— Work request —
Print the lines in the listing below that fall between the line with "would you mind locating the blue cornflower" and the line with "would you mind locating the unopened", those two lines included, exactly as they stand and with nothing else.

— Data section —
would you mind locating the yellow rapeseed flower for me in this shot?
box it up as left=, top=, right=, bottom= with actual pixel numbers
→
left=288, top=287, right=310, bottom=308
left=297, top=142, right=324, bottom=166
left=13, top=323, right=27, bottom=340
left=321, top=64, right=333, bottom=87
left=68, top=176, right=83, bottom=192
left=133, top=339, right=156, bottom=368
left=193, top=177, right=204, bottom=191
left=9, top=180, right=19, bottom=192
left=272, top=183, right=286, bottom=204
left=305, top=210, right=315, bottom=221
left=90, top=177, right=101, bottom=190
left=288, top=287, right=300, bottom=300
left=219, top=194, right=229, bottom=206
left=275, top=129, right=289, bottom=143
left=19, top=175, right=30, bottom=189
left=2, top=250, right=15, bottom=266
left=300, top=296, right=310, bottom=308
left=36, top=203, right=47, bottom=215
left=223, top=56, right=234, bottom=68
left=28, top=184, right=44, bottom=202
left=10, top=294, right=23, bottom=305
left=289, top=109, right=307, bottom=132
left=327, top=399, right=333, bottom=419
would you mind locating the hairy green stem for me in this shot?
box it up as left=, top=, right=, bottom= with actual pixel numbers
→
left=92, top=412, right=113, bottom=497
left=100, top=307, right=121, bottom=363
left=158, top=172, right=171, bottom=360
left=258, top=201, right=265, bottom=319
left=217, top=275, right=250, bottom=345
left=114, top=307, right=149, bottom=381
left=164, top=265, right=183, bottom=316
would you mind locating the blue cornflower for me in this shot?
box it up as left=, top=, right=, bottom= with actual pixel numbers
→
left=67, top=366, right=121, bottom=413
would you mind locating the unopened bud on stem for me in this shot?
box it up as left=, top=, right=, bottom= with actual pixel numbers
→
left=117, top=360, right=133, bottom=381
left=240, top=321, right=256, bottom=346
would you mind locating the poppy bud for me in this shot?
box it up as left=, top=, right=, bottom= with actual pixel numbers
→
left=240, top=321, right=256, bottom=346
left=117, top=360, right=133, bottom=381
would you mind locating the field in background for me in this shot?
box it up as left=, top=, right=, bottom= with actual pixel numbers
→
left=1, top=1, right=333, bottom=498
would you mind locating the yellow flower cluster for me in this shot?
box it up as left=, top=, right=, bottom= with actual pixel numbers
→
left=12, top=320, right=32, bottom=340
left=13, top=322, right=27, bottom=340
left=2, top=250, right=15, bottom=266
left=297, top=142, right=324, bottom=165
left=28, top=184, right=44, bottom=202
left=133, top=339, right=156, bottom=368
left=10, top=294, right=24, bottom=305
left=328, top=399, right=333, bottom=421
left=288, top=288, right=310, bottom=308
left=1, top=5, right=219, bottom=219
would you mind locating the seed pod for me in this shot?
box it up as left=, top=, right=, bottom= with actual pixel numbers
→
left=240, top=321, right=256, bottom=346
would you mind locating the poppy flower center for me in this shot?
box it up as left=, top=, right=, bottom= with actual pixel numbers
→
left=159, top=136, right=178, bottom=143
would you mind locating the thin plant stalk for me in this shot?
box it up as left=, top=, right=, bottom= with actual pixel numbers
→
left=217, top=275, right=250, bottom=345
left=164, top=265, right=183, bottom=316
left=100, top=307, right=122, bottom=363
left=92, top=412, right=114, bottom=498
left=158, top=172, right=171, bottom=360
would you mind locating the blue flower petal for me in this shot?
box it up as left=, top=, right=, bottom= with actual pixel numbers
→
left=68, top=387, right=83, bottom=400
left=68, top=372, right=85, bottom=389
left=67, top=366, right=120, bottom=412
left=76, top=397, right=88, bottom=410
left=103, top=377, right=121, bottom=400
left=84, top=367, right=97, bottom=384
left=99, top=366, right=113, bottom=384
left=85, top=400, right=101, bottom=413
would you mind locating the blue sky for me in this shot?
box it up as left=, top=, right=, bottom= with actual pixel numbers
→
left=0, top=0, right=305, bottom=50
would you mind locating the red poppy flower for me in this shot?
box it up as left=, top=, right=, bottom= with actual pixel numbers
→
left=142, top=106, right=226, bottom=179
==
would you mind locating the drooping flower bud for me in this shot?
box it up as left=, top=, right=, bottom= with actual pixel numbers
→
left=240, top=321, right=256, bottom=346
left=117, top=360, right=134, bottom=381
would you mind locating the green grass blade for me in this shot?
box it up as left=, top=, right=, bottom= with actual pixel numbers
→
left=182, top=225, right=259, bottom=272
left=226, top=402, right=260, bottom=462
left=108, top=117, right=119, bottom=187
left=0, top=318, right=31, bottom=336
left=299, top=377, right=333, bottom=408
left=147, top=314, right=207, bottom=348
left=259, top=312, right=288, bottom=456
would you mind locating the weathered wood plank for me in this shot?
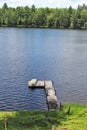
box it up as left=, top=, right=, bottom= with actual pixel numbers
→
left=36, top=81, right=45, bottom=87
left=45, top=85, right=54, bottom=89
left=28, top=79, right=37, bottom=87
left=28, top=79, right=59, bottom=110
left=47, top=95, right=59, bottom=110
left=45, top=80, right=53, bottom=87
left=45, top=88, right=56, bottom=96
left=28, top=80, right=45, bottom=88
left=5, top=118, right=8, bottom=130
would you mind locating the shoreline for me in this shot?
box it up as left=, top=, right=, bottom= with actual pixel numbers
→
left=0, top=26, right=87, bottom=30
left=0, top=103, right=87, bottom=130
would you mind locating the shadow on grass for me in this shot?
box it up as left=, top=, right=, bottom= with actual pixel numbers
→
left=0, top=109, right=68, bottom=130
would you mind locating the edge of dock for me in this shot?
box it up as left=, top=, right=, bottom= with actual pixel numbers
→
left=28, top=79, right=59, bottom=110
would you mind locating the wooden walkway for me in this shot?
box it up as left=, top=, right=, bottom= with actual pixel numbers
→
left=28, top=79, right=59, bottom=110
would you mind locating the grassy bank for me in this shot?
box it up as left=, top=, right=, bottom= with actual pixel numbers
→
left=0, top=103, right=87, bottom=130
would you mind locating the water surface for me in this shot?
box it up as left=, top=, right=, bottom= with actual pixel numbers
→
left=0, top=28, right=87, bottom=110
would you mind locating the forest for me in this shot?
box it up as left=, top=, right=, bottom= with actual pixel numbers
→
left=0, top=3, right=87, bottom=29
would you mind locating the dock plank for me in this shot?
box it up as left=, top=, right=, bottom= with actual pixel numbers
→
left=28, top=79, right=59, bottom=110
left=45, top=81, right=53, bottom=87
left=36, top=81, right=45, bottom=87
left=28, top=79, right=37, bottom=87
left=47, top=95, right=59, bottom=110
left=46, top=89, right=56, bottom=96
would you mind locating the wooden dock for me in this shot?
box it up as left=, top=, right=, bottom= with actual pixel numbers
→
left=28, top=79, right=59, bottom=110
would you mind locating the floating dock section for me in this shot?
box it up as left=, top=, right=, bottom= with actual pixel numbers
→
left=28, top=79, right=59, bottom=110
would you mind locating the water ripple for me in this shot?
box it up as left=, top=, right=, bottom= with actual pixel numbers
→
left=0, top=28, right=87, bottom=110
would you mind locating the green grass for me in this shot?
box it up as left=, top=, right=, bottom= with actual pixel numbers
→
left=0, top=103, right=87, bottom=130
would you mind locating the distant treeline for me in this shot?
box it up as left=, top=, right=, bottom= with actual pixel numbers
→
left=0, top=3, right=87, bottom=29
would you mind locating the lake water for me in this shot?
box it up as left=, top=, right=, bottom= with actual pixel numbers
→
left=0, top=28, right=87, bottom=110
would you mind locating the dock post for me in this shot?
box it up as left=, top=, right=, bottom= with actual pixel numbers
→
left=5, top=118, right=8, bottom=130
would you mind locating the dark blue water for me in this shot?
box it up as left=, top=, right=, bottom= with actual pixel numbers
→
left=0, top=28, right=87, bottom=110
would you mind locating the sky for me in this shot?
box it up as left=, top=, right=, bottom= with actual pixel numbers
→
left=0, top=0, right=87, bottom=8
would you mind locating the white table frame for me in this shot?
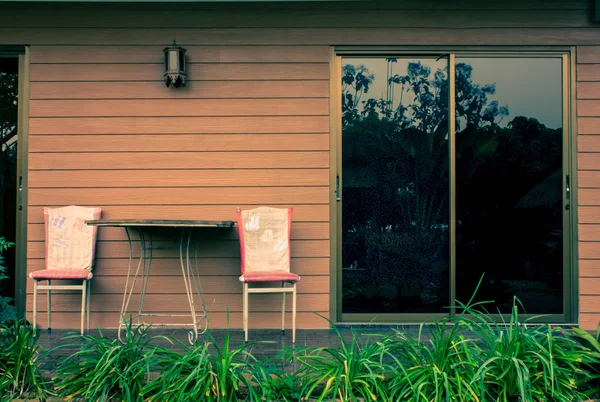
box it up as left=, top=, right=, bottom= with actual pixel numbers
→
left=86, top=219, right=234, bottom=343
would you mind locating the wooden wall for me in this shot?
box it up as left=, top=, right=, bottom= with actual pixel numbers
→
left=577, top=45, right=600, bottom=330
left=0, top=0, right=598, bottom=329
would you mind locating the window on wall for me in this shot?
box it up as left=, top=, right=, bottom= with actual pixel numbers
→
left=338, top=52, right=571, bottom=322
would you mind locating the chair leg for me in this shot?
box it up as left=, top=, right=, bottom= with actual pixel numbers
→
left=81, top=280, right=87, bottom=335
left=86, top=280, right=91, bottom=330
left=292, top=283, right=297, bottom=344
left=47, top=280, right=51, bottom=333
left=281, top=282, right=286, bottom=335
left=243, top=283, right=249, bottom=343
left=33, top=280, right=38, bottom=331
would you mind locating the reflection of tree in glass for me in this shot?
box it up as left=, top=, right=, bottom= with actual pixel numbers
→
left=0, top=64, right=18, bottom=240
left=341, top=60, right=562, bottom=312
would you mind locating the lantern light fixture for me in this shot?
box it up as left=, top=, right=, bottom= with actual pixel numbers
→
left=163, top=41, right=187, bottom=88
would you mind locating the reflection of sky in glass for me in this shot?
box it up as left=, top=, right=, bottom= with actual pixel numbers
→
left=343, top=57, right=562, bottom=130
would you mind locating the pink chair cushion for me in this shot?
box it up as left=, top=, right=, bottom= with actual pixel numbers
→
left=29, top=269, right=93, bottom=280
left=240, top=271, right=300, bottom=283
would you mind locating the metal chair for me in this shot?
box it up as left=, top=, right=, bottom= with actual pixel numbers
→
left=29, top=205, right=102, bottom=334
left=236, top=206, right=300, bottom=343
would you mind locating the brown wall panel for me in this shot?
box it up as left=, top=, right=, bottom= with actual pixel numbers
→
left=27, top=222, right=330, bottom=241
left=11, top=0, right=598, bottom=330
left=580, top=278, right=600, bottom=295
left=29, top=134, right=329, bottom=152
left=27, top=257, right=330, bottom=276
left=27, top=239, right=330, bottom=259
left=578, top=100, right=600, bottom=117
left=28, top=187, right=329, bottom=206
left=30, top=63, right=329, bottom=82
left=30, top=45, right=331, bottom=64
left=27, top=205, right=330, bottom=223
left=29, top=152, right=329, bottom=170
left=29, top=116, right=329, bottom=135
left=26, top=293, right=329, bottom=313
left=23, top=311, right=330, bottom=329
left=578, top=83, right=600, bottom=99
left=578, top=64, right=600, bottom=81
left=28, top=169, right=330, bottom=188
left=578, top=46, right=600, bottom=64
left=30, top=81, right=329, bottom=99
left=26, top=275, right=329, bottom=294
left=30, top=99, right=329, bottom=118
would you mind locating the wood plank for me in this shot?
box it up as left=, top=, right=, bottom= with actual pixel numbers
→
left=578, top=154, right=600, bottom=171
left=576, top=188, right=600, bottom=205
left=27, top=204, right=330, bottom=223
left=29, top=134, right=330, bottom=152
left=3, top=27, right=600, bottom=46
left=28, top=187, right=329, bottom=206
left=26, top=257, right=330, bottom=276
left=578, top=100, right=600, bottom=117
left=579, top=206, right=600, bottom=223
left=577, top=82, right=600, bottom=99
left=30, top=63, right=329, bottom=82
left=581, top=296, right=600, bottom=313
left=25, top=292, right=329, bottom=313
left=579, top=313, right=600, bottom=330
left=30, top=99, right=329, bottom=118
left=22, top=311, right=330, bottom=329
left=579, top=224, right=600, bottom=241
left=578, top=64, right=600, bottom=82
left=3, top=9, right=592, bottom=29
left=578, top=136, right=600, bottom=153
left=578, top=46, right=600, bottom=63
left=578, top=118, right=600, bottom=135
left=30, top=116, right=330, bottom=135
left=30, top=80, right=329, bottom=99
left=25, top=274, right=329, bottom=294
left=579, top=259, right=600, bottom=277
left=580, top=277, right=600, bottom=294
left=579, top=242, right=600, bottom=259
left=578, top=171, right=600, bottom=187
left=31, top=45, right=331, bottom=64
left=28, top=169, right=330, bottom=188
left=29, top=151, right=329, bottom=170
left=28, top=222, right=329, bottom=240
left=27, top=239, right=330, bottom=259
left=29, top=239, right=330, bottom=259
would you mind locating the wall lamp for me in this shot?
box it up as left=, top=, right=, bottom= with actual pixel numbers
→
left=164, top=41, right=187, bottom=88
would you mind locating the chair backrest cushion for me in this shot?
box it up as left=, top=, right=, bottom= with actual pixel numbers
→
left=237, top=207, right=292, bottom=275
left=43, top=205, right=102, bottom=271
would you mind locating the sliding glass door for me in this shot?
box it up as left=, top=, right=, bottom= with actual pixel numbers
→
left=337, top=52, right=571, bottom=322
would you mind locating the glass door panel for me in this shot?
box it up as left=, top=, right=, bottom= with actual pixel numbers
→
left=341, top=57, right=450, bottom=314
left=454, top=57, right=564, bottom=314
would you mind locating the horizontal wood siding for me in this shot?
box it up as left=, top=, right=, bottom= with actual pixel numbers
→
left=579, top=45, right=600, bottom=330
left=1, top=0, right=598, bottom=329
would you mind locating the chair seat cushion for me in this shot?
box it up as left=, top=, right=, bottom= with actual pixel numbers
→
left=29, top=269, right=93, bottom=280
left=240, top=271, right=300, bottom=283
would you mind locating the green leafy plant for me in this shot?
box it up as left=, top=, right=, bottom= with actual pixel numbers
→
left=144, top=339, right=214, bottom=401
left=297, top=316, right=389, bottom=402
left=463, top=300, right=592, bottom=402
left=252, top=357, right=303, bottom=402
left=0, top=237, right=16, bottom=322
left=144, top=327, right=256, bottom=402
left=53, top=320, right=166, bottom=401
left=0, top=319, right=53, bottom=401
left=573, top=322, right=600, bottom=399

— Final answer —
would you mind locating the blue cornflower for me in this shot?
box it up as left=, top=, right=, bottom= with actual pixel numbers
→
left=67, top=366, right=121, bottom=413
would you mind locating the unopened bud on stem for me in this shot?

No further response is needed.